REQUIRED TASK:
Give the lines of the entries below as a numbered list, leaving out blank lines, starting with the line that contains "job: provide the outline of every instance of the cloud" and going on through the last line of the entries.

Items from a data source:
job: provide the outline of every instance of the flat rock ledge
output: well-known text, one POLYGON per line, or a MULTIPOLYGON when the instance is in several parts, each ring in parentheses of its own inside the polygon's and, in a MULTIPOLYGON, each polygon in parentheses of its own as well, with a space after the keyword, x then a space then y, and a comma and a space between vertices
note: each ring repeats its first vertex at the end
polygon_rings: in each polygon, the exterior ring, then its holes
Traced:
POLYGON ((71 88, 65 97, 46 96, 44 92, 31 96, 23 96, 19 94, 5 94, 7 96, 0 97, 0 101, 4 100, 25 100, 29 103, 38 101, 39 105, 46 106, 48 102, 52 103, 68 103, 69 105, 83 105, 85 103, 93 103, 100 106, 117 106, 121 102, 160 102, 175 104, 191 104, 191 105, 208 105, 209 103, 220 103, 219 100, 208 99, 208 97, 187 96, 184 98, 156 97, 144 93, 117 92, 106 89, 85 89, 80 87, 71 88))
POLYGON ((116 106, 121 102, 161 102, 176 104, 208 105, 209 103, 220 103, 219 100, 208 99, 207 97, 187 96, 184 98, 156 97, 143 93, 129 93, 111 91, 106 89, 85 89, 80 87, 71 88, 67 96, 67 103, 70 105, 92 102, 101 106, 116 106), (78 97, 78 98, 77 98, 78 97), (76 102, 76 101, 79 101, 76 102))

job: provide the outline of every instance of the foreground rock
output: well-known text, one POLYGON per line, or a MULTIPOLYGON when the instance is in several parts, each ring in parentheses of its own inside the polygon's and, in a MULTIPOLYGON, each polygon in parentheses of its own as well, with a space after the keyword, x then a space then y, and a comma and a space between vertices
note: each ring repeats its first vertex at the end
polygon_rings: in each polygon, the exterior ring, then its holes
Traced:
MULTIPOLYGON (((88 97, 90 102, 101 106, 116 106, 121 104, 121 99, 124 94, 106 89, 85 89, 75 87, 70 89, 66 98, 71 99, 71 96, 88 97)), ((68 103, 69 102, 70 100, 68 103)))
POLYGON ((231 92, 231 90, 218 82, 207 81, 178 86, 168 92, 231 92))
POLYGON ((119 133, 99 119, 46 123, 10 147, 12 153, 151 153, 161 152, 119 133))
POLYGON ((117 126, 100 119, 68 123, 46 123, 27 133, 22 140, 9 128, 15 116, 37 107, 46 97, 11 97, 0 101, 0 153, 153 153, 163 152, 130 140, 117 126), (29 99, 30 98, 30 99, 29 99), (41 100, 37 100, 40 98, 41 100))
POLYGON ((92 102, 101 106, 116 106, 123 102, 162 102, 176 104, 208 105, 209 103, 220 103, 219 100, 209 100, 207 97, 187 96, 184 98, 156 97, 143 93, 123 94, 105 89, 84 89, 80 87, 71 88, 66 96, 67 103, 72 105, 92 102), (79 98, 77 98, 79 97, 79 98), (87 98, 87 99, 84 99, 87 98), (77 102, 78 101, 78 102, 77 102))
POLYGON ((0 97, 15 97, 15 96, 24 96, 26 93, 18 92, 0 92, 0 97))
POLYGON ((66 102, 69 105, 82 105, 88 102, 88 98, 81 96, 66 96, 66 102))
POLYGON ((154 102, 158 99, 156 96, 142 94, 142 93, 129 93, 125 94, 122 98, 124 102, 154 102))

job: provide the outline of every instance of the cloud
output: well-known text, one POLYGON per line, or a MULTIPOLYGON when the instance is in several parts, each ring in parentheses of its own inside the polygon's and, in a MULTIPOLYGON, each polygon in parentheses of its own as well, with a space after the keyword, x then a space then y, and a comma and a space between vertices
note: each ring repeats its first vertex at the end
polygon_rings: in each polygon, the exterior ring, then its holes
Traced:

OUTPUT FOR THIS EXERCISE:
1. job: provide the outline of every instance of the cloud
2. output: well-known text, one POLYGON per line, or a MULTIPOLYGON when the instance is in several parts, each ring in parentheses of its own inside the polygon's and, in a MULTIPOLYGON, each polygon in parentheses of its own as well, with a space after the keyword, x then a space then y, and a comma and a space between vertices
3. note: each ring repeats its first vertex at the end
4. polygon_rings: in each polygon, the exterior ring, then its holes
5. Traced:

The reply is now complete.